— Exercise directions —
Copy out verbatim the lines from the one containing "Point to the white plastic" through the end of the records, with both ends included.
-------- Listing
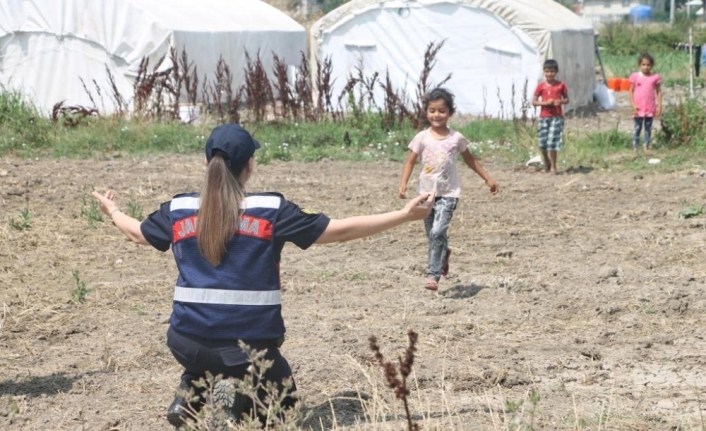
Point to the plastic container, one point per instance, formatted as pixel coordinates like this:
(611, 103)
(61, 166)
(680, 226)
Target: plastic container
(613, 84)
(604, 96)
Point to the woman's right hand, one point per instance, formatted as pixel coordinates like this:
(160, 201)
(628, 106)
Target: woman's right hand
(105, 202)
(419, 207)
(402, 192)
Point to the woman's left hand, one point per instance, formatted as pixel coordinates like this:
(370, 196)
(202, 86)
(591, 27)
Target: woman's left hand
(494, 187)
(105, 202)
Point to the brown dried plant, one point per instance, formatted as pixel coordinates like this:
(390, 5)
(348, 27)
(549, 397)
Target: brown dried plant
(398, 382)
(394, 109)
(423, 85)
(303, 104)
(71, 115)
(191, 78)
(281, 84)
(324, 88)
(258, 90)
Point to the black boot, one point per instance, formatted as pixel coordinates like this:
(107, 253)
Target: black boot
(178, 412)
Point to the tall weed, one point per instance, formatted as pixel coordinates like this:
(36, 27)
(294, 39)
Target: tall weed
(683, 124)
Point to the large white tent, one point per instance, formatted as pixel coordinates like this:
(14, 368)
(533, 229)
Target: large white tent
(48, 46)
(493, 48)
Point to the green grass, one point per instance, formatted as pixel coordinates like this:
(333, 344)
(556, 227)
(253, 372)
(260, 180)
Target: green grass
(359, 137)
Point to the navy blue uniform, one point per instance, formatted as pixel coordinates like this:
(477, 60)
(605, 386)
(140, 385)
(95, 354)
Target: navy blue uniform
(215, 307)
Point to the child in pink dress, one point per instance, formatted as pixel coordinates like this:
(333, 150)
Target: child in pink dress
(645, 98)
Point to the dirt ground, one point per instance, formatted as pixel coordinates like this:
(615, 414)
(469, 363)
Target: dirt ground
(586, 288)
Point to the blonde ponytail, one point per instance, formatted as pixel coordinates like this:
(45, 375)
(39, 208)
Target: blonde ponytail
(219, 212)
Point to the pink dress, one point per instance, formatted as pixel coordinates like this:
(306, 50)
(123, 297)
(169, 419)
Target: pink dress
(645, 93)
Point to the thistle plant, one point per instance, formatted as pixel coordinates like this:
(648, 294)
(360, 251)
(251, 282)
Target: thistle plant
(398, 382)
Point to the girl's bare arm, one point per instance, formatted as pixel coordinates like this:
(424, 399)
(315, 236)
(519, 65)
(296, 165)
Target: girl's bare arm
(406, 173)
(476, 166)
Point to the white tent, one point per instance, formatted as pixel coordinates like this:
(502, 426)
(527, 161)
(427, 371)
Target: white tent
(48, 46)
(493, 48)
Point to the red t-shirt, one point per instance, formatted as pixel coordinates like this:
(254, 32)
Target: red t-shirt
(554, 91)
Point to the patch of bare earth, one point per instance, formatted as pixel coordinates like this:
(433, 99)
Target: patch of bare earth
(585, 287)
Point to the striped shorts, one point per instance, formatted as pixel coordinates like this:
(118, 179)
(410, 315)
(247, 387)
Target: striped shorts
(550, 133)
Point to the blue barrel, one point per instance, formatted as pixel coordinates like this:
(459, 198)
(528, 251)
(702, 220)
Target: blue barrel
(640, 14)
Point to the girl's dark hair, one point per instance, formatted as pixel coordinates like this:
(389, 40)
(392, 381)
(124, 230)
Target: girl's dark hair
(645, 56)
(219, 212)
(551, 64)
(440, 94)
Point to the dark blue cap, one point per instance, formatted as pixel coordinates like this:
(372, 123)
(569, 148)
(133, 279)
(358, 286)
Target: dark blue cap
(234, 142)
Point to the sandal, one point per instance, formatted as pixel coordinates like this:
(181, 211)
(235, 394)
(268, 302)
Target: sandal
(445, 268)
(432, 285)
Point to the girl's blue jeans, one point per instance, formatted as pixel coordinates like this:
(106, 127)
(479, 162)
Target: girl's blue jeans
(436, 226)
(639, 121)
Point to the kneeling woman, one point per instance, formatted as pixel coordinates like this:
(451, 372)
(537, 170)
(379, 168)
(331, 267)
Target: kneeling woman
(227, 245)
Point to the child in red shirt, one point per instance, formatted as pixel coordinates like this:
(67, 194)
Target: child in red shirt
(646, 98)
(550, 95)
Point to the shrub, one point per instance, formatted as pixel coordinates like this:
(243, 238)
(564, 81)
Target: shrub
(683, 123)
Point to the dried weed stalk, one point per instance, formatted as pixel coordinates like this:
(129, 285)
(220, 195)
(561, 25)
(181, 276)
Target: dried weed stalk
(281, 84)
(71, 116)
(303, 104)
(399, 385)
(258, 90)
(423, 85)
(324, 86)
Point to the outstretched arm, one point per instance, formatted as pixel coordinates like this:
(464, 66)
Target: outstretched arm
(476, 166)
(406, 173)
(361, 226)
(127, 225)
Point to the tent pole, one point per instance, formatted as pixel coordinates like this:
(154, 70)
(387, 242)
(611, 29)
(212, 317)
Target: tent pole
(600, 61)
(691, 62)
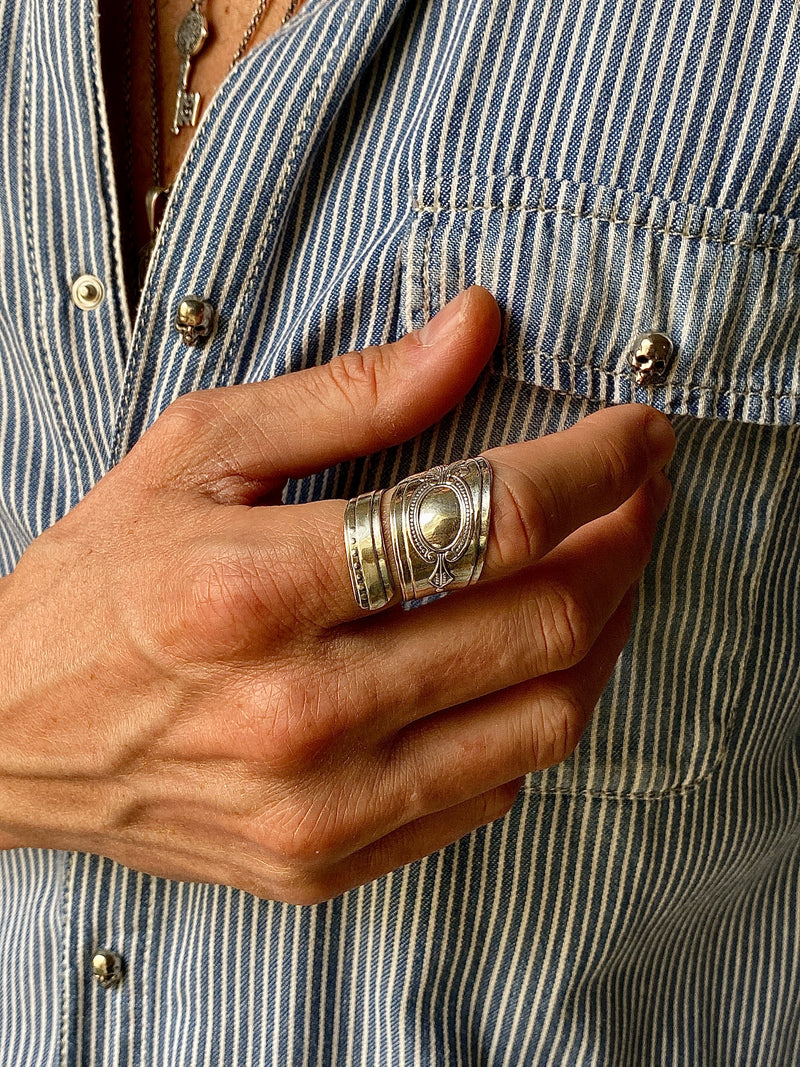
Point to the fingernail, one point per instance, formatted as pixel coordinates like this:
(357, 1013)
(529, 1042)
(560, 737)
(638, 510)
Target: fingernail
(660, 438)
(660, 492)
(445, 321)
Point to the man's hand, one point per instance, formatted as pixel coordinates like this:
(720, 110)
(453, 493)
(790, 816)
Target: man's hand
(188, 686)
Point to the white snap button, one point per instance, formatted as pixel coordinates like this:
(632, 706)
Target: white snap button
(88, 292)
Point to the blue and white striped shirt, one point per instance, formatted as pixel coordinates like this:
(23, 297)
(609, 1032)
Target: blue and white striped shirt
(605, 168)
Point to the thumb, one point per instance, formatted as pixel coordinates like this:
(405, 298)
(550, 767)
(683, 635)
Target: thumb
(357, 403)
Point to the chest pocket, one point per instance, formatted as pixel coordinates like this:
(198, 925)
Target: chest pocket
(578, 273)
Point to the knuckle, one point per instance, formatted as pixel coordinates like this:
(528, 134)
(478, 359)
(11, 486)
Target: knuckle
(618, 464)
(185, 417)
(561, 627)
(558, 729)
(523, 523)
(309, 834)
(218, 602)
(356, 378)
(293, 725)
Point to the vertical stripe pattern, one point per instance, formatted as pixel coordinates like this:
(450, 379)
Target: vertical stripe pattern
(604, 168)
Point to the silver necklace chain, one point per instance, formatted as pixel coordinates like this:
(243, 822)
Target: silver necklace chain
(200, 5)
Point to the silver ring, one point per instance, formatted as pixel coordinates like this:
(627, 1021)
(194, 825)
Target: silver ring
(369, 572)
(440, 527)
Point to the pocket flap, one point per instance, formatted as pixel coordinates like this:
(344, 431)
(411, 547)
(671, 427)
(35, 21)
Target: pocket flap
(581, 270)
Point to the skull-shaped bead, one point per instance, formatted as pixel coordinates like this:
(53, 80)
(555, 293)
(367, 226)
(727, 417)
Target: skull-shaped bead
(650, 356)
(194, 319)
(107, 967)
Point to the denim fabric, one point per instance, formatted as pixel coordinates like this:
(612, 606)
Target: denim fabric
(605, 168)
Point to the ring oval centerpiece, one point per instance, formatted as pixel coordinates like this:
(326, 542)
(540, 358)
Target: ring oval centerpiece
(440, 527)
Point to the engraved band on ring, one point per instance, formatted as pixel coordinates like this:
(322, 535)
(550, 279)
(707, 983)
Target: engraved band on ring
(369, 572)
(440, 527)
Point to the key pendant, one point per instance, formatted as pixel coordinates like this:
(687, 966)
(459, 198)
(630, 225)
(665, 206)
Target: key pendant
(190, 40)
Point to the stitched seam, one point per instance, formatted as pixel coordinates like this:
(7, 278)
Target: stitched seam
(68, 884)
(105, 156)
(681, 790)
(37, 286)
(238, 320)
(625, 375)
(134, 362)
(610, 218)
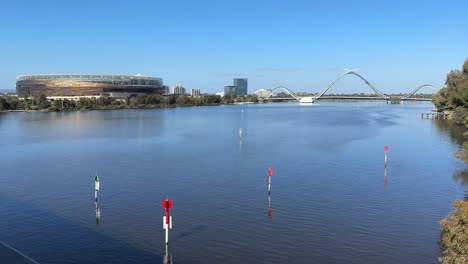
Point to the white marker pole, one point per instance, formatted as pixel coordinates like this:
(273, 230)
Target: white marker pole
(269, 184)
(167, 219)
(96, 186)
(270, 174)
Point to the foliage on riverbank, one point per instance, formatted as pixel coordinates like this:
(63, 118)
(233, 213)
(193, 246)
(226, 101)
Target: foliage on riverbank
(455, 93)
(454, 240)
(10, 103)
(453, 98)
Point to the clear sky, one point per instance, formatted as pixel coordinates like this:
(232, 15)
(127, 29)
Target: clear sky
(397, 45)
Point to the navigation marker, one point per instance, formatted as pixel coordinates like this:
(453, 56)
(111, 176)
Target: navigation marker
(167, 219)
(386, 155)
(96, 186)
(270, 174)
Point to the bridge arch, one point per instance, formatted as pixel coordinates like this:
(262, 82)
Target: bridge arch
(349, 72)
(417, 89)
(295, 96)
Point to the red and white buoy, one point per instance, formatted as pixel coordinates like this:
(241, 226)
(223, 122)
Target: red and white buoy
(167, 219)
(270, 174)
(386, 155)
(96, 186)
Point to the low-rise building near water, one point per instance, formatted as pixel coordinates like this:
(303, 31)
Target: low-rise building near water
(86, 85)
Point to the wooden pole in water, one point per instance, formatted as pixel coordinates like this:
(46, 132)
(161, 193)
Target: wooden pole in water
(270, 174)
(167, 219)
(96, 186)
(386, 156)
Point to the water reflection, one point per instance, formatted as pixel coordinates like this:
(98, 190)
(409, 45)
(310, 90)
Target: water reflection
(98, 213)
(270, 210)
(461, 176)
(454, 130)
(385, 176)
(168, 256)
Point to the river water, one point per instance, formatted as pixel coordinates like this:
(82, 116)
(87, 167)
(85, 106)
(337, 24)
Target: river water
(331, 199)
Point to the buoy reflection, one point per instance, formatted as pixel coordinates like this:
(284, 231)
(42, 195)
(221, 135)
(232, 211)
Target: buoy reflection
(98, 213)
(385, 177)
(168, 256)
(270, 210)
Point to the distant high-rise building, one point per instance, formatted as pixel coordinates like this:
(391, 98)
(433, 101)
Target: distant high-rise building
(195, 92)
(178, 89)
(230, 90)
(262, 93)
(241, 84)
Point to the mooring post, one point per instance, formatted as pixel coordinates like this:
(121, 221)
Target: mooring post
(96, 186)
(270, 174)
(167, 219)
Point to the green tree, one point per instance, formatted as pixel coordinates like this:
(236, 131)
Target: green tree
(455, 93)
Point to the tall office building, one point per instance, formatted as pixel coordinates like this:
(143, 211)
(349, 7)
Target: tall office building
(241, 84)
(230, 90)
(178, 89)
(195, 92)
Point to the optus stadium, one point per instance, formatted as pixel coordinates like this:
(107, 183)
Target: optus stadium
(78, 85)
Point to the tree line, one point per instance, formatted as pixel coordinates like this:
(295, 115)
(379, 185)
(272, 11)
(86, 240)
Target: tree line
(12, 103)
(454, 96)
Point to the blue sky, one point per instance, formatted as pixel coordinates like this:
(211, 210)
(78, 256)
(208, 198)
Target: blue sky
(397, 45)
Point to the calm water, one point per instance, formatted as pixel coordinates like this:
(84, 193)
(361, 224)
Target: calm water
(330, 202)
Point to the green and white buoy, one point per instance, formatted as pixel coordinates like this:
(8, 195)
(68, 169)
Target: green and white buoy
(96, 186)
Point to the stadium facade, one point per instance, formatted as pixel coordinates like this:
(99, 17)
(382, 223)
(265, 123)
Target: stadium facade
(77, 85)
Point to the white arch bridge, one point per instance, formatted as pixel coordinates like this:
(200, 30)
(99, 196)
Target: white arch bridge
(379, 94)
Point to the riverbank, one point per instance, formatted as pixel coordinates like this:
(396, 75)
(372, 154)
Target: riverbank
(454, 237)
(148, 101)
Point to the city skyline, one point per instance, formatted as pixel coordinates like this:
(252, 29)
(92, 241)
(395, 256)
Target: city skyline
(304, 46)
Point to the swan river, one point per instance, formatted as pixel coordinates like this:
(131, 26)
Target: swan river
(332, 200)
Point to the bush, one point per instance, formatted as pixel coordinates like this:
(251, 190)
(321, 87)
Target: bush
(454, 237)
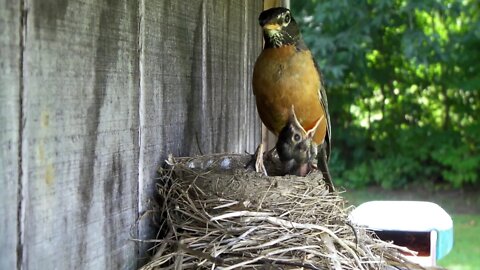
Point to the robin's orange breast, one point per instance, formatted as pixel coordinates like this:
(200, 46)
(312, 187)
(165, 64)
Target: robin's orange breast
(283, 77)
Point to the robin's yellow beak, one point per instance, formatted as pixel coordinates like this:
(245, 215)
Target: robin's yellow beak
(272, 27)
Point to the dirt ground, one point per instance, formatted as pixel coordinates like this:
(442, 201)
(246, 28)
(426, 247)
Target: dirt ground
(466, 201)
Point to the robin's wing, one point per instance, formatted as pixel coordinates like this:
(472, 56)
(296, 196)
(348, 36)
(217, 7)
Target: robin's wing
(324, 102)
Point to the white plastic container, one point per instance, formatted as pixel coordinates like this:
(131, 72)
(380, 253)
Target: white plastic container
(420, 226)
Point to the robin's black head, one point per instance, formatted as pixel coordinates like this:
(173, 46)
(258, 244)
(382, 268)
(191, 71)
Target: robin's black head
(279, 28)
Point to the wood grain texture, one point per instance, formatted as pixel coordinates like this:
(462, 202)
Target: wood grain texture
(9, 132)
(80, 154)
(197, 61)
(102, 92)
----------------
— Written response —
Point to the white plastic container, one point per instance, formatted as pixel coordinates like this:
(131, 72)
(380, 253)
Target: white plastic container
(420, 226)
Point to the robin's black head, one point per instance, formatted as pixel coordinates like this:
(173, 46)
(258, 244)
(382, 268)
(191, 71)
Target: robin's black head
(279, 28)
Point to the wood grain texture, one point per instance, formatted as pixel coordinates like this:
(462, 202)
Target: wood grain texture
(9, 132)
(80, 154)
(197, 61)
(102, 92)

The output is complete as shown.